PROBLEM DESCRIPTION: Scan the entries for lines with the word "metal" and copy those lines.

DATA PROVIDED:

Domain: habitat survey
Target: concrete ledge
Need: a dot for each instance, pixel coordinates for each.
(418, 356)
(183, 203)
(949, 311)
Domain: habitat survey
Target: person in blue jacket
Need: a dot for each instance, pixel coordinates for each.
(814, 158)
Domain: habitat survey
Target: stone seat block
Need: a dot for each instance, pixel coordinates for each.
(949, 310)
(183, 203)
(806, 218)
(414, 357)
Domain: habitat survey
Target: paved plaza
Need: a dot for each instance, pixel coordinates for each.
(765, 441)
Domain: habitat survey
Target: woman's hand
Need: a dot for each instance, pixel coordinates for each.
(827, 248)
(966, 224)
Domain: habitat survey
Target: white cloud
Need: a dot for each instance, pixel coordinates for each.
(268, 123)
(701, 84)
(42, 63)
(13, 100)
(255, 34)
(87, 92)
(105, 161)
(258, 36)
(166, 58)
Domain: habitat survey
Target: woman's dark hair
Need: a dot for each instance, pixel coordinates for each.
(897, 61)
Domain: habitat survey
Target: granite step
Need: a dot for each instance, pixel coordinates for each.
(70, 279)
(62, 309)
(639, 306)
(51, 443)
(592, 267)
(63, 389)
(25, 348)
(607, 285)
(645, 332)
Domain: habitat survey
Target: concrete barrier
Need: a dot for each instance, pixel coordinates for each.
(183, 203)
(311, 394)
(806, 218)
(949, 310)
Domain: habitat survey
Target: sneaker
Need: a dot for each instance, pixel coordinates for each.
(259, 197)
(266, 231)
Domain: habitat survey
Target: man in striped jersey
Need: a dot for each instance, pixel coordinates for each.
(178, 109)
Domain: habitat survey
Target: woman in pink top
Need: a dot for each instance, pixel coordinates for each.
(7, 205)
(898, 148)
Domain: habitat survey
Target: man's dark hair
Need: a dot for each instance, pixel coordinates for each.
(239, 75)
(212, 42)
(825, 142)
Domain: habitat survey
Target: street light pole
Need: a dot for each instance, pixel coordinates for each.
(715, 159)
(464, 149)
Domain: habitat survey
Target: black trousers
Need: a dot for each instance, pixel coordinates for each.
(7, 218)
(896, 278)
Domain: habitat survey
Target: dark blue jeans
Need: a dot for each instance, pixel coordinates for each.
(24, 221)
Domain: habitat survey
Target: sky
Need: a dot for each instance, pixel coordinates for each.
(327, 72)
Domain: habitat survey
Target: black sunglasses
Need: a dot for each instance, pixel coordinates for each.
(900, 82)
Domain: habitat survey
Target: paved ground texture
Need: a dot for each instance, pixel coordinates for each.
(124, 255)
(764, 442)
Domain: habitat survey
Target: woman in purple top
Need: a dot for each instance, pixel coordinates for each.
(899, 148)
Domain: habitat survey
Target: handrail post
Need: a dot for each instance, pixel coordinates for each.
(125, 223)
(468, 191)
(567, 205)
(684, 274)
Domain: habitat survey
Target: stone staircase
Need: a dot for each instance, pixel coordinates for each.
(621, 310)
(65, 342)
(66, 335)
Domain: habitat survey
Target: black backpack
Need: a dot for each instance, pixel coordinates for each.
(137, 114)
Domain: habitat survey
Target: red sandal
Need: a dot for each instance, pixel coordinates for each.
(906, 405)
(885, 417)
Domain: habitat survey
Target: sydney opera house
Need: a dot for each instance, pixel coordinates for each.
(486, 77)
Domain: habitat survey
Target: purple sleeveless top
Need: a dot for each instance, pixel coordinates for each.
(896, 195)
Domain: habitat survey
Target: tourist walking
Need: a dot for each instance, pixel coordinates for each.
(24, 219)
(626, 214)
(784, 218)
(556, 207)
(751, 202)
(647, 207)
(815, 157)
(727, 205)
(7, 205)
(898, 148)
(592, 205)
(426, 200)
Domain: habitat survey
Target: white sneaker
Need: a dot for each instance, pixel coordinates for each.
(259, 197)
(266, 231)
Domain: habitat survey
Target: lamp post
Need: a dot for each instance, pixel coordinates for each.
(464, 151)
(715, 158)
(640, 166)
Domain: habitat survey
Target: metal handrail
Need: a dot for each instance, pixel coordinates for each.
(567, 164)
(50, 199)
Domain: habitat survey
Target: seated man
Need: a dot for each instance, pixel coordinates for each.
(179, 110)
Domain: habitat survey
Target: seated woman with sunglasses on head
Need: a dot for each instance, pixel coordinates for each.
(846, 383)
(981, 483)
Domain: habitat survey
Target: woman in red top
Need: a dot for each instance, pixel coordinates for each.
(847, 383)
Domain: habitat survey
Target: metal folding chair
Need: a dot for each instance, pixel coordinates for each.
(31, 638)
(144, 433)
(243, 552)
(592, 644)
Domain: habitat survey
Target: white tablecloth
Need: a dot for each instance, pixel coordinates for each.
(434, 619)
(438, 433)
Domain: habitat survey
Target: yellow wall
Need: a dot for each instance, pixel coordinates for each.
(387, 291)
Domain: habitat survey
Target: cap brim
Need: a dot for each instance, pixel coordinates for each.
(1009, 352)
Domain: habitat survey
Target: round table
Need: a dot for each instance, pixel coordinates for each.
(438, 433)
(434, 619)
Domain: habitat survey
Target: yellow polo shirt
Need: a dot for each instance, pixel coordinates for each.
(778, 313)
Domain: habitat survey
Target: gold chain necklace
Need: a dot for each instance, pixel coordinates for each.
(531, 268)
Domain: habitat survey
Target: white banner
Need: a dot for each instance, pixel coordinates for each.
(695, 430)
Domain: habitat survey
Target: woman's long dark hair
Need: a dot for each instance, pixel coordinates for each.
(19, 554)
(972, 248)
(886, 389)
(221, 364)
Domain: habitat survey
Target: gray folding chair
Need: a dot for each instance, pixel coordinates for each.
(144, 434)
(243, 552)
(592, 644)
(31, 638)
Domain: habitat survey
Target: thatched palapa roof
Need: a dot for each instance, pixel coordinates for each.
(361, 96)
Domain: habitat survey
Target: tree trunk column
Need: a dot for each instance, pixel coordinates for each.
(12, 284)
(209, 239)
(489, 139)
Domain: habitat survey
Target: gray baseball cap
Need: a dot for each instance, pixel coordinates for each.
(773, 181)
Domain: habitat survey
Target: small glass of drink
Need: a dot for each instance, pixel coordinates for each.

SOLUTION FOR THIS EXERCISE:
Target: metal handrail
Target: metal folding chair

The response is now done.